List each line below that contains the string "table". Matches must have the same letter case.

---------- DATA TO USE ----------

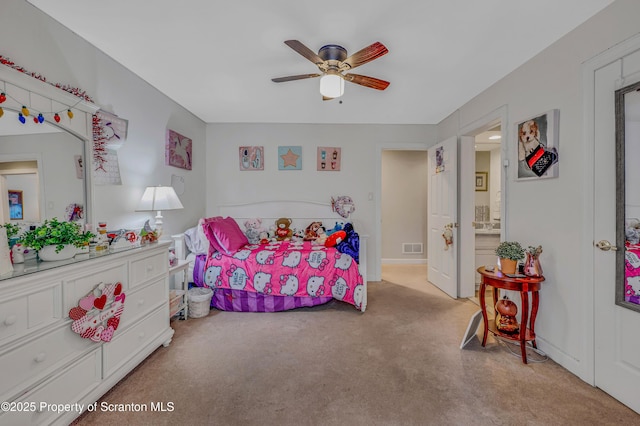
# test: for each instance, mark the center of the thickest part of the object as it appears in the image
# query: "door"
(617, 346)
(442, 181)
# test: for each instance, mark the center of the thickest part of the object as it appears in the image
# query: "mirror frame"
(620, 124)
(41, 96)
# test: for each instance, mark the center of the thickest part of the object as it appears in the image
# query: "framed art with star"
(289, 158)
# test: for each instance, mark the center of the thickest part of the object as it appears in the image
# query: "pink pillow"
(225, 235)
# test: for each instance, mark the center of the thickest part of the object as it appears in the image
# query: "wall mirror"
(627, 101)
(44, 163)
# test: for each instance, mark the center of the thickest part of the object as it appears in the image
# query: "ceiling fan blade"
(365, 55)
(363, 80)
(294, 77)
(304, 51)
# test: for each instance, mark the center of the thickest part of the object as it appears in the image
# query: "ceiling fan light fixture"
(331, 85)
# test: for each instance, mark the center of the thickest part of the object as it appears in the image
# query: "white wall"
(227, 184)
(547, 211)
(39, 44)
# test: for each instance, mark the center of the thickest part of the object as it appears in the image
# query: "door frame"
(377, 196)
(466, 201)
(589, 69)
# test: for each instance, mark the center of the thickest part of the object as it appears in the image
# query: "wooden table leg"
(483, 308)
(524, 320)
(534, 313)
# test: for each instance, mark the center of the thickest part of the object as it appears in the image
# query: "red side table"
(524, 285)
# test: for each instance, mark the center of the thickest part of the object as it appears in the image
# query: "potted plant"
(12, 231)
(509, 252)
(55, 240)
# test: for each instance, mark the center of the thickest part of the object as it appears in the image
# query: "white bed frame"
(302, 213)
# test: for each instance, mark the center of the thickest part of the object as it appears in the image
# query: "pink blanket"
(288, 268)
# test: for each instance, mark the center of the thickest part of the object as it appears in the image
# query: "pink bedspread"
(288, 269)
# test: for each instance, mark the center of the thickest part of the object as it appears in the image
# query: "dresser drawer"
(141, 301)
(36, 358)
(68, 387)
(147, 268)
(123, 347)
(29, 312)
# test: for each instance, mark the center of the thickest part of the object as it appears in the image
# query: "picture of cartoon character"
(237, 278)
(317, 259)
(358, 295)
(265, 257)
(343, 261)
(315, 286)
(292, 259)
(262, 282)
(212, 276)
(289, 284)
(339, 289)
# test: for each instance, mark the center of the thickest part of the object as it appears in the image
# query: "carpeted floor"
(399, 363)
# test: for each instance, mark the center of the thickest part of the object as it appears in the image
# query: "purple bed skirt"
(226, 299)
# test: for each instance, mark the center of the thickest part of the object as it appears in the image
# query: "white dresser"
(42, 361)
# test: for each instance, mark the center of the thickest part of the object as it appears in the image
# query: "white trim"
(404, 261)
(385, 146)
(586, 370)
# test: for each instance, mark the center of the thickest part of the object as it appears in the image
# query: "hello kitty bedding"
(279, 275)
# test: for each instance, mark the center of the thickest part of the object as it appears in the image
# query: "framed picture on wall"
(251, 158)
(178, 150)
(537, 146)
(289, 158)
(481, 181)
(15, 205)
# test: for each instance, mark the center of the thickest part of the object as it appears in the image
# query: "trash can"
(199, 301)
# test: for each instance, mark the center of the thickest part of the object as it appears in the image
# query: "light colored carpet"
(399, 363)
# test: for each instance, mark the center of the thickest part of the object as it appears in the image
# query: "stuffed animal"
(253, 229)
(283, 232)
(322, 236)
(337, 227)
(311, 233)
(335, 238)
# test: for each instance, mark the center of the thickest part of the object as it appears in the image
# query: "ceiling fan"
(332, 61)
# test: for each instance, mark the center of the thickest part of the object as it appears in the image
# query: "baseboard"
(403, 261)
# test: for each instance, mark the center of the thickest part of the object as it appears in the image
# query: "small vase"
(532, 266)
(48, 253)
(508, 266)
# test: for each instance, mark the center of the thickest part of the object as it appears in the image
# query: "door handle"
(605, 245)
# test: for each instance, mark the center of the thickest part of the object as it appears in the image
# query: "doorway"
(488, 197)
(401, 206)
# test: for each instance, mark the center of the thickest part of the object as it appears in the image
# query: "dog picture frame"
(481, 181)
(536, 146)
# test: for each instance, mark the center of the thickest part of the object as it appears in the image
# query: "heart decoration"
(97, 315)
(76, 313)
(100, 302)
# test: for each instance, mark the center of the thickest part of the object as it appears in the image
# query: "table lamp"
(158, 198)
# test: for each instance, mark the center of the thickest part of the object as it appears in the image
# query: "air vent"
(412, 248)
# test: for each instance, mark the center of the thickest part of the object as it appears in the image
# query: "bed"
(272, 275)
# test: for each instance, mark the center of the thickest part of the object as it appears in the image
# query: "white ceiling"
(216, 58)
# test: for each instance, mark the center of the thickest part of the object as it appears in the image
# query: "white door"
(617, 345)
(442, 210)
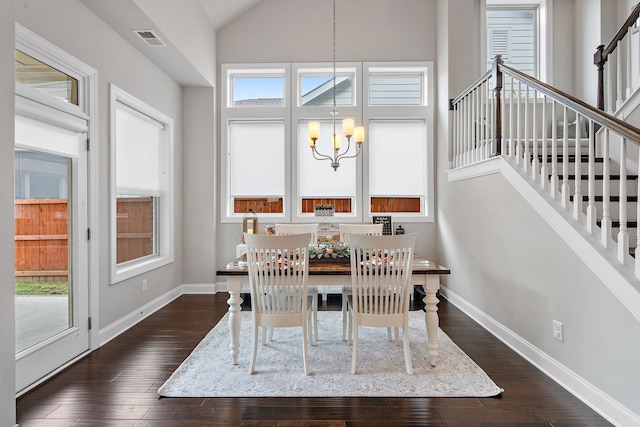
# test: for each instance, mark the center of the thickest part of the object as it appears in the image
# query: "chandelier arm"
(319, 156)
(341, 156)
(344, 156)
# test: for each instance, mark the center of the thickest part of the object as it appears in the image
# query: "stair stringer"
(619, 278)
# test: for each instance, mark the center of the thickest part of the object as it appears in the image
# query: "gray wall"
(7, 309)
(72, 27)
(301, 31)
(497, 247)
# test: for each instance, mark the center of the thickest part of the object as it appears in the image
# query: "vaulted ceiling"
(186, 29)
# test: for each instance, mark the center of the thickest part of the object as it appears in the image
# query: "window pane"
(395, 89)
(256, 159)
(512, 34)
(137, 153)
(258, 91)
(318, 90)
(397, 157)
(317, 177)
(31, 72)
(340, 205)
(395, 204)
(135, 227)
(263, 205)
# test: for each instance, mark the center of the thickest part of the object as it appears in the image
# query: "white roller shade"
(317, 178)
(256, 158)
(138, 145)
(37, 135)
(397, 157)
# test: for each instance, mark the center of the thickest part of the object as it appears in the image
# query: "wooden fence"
(41, 240)
(42, 235)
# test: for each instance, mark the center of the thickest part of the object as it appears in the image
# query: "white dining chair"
(345, 231)
(278, 268)
(381, 268)
(289, 229)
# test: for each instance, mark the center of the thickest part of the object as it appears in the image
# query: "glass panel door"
(44, 303)
(51, 244)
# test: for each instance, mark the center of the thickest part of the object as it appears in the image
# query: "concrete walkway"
(40, 317)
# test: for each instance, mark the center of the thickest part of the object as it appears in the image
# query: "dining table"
(330, 275)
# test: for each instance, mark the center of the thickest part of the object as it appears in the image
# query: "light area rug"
(209, 372)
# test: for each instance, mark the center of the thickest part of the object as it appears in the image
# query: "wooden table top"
(238, 267)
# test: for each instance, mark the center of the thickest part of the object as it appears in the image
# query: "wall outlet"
(557, 331)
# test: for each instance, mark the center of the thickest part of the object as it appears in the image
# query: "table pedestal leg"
(431, 317)
(234, 302)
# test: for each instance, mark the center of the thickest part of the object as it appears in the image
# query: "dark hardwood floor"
(116, 385)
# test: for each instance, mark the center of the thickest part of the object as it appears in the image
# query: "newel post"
(496, 143)
(599, 60)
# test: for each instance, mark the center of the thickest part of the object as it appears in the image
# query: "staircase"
(585, 161)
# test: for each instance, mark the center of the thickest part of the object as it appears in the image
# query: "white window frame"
(304, 114)
(396, 112)
(293, 114)
(544, 34)
(164, 213)
(231, 114)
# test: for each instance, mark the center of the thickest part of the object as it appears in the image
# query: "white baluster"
(606, 190)
(467, 126)
(619, 79)
(518, 133)
(591, 183)
(565, 188)
(609, 94)
(623, 234)
(474, 127)
(534, 128)
(527, 154)
(544, 170)
(637, 251)
(577, 195)
(628, 60)
(553, 185)
(512, 151)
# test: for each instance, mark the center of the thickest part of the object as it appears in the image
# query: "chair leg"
(305, 334)
(252, 362)
(315, 316)
(407, 350)
(345, 318)
(354, 352)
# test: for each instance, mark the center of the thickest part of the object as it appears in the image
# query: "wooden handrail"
(633, 17)
(472, 87)
(601, 56)
(600, 117)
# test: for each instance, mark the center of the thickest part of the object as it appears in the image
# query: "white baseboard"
(595, 398)
(111, 331)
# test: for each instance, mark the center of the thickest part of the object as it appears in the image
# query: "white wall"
(75, 29)
(301, 30)
(7, 307)
(199, 196)
(498, 250)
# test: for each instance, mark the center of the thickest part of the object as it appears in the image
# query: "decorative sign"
(386, 224)
(328, 232)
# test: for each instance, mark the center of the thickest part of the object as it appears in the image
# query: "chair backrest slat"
(381, 268)
(278, 272)
(347, 229)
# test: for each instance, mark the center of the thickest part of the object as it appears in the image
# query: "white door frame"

----------

REPLY TO THE TASK:
# query: "wooden table leg"
# query: "red side table"
# query: "table lamp"
# query: "dining table"
# query: "wooden table top"
# query: "table pedestal leg"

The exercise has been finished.